• **Given instruction**
Could the lines from the one with "Please put a marker on the young" through the end of the listing be restated exactly, with nothing else included?

• **Data supplied**
☆ ☆ ☆

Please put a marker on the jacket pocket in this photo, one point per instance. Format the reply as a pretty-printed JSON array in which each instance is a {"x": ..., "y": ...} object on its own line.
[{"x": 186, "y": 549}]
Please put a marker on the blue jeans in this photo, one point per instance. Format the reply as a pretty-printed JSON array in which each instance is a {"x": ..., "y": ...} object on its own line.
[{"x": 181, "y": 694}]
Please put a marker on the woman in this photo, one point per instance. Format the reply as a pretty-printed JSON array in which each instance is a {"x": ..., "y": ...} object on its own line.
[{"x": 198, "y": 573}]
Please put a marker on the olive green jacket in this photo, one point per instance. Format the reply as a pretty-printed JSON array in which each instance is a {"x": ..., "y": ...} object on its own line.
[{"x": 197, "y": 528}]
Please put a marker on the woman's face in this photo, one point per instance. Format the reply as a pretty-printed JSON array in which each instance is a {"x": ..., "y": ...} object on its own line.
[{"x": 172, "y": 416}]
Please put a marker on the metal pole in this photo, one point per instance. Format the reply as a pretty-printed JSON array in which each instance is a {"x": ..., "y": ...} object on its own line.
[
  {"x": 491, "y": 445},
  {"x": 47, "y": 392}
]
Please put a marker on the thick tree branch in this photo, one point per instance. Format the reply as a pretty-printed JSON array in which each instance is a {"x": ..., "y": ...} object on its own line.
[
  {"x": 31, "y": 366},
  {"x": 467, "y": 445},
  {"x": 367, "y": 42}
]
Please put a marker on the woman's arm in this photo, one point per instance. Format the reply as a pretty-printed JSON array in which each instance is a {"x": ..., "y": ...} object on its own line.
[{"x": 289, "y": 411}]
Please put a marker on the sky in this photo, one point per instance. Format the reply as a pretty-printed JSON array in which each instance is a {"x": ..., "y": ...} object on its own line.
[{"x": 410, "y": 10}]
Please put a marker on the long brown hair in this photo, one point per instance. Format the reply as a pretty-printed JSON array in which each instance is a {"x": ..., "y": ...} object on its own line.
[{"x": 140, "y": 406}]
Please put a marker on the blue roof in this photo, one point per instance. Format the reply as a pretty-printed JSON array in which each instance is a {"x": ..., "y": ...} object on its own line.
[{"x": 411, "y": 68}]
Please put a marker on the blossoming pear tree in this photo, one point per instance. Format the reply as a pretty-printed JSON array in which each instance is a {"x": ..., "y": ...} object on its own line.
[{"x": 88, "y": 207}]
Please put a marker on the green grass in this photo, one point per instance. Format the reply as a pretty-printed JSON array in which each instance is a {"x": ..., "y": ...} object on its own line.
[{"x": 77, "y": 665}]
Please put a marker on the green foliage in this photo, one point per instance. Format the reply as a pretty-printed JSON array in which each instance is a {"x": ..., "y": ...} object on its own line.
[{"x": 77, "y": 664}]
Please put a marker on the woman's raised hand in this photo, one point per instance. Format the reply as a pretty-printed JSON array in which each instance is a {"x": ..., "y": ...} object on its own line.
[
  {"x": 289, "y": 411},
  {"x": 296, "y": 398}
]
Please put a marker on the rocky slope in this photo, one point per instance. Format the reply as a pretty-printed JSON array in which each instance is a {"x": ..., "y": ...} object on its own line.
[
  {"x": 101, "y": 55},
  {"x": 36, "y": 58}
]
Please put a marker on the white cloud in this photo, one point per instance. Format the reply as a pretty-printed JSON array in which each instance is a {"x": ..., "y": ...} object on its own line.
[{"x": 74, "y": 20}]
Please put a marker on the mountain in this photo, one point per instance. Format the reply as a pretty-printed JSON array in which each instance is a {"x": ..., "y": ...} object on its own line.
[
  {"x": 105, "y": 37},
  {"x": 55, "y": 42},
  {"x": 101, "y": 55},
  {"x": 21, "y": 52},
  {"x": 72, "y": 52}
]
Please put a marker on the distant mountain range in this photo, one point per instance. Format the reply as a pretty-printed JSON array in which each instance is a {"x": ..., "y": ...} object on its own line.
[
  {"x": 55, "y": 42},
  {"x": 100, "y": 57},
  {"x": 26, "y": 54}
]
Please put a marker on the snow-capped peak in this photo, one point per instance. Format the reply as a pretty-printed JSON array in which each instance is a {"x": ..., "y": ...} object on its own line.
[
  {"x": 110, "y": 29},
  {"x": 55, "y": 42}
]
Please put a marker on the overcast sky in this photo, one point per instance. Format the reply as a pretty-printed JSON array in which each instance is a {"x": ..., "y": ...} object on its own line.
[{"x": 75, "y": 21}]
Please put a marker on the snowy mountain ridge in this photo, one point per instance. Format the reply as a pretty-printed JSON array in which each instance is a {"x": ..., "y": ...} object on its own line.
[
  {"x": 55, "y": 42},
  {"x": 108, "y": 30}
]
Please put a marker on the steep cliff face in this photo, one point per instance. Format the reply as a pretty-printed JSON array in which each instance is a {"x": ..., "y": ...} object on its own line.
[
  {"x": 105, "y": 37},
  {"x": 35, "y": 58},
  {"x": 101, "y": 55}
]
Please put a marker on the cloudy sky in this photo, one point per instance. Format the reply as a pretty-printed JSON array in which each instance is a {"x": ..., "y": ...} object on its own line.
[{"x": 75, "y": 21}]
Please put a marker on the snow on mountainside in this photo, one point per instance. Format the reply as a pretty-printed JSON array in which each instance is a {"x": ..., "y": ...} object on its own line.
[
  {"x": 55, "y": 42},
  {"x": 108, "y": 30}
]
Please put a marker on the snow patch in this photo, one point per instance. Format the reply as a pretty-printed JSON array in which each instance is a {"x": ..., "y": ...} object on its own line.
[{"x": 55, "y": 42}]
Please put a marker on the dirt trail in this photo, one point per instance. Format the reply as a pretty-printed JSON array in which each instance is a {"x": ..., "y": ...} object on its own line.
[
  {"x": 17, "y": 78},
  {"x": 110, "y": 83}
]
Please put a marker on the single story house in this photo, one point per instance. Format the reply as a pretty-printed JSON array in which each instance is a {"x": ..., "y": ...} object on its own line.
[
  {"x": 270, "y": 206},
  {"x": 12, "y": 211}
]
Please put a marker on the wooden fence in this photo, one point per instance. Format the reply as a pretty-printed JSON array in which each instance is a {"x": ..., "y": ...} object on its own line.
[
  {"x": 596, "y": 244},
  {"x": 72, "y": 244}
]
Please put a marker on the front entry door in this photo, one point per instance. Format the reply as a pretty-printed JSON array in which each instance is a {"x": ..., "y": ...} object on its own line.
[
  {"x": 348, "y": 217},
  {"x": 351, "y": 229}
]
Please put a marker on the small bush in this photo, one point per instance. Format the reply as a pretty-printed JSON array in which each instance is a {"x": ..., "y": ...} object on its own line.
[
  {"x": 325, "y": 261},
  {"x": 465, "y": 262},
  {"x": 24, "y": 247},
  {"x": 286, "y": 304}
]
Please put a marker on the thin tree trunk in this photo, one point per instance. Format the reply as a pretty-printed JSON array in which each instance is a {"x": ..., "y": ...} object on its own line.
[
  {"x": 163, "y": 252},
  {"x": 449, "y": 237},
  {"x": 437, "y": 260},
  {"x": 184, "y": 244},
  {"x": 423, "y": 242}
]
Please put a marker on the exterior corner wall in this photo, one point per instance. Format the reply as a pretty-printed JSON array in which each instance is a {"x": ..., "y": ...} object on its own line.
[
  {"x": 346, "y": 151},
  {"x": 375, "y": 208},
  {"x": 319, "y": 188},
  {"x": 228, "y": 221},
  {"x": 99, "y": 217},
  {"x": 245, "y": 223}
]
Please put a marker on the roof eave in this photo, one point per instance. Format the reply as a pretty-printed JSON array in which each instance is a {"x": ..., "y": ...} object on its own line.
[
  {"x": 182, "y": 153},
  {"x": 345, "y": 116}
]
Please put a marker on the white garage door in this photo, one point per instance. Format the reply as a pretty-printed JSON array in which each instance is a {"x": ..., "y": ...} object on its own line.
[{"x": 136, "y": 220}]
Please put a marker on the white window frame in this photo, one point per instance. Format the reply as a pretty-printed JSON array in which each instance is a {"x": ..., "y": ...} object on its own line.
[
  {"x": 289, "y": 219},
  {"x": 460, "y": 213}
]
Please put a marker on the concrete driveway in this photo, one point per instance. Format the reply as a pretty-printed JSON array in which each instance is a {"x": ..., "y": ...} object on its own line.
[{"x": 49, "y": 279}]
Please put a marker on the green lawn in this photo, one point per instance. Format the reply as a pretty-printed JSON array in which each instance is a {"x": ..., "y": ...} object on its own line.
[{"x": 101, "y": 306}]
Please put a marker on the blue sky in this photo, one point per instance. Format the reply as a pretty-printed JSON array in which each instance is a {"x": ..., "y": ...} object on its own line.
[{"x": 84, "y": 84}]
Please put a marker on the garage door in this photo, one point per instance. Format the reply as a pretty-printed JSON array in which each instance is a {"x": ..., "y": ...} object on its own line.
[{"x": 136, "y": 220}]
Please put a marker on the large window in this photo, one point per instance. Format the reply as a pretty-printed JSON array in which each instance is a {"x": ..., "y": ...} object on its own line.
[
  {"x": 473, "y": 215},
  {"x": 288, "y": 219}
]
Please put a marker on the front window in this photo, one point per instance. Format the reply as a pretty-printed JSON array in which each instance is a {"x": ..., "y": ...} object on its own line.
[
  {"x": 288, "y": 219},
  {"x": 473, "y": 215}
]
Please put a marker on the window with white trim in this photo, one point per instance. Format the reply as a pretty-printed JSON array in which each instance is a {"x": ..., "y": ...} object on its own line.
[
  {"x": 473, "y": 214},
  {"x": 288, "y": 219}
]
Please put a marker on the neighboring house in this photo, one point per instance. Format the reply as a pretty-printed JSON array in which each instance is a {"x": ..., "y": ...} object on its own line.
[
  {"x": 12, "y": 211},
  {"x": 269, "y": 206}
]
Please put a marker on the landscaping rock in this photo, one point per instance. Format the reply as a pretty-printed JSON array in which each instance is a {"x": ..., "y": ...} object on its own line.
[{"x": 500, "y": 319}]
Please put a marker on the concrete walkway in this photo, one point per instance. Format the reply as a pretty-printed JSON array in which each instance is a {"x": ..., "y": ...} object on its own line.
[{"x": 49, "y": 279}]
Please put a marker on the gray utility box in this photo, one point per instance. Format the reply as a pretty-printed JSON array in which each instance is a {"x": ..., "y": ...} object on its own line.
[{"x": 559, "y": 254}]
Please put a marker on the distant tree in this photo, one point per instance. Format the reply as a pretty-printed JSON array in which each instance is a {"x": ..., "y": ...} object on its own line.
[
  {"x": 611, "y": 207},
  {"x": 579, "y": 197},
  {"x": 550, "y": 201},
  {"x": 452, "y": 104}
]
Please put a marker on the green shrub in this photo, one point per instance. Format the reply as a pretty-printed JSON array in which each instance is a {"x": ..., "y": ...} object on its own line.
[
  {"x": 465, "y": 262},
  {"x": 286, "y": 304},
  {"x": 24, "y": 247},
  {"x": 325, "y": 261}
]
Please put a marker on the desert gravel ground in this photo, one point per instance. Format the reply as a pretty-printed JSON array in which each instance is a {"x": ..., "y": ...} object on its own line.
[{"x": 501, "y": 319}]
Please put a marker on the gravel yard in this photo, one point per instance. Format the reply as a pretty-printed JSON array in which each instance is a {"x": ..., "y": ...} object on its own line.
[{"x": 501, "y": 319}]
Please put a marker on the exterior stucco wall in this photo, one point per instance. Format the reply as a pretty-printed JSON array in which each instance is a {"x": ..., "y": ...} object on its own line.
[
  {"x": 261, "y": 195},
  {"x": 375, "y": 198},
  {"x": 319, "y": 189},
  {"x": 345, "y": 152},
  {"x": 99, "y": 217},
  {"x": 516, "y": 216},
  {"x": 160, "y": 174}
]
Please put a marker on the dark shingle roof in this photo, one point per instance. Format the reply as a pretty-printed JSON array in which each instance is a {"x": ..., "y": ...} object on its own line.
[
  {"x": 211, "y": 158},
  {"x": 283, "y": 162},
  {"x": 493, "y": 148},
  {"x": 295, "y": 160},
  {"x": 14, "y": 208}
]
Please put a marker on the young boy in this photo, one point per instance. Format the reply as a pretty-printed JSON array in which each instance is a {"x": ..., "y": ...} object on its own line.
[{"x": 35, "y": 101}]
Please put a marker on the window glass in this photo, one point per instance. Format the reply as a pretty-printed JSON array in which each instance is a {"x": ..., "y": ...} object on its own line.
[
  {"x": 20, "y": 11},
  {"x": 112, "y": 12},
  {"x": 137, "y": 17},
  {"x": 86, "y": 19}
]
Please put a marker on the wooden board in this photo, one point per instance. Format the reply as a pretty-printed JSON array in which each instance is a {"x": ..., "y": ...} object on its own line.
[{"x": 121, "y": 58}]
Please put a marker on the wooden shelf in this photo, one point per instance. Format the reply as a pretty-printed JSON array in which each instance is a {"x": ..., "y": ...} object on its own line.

☆ ☆ ☆

• **Exercise answer**
Please put a marker on the young boy in this photo, one point per instance. Format the reply as a pretty-printed JSON array in which each instance is a {"x": ..., "y": ...} object on its own line.
[{"x": 35, "y": 101}]
Please put a marker on the window glass in this photo, one point per instance. Format the reply as a pretty-printed JSON array in which each instance is a {"x": ..., "y": ...} object on its own line.
[
  {"x": 20, "y": 11},
  {"x": 112, "y": 12},
  {"x": 137, "y": 17},
  {"x": 86, "y": 19}
]
Please put a marker on the wooden board in this photo, one point per instance. Format the reply as a pretty-printed JSON array in which each instance is a {"x": ..., "y": ...} object on its own line.
[{"x": 121, "y": 58}]
Please put a marker on the wooden shelf in this photo, one point per instance. Format the reply as a pretty-printed JSON array in which each instance is a {"x": ..., "y": ...} object on its own line.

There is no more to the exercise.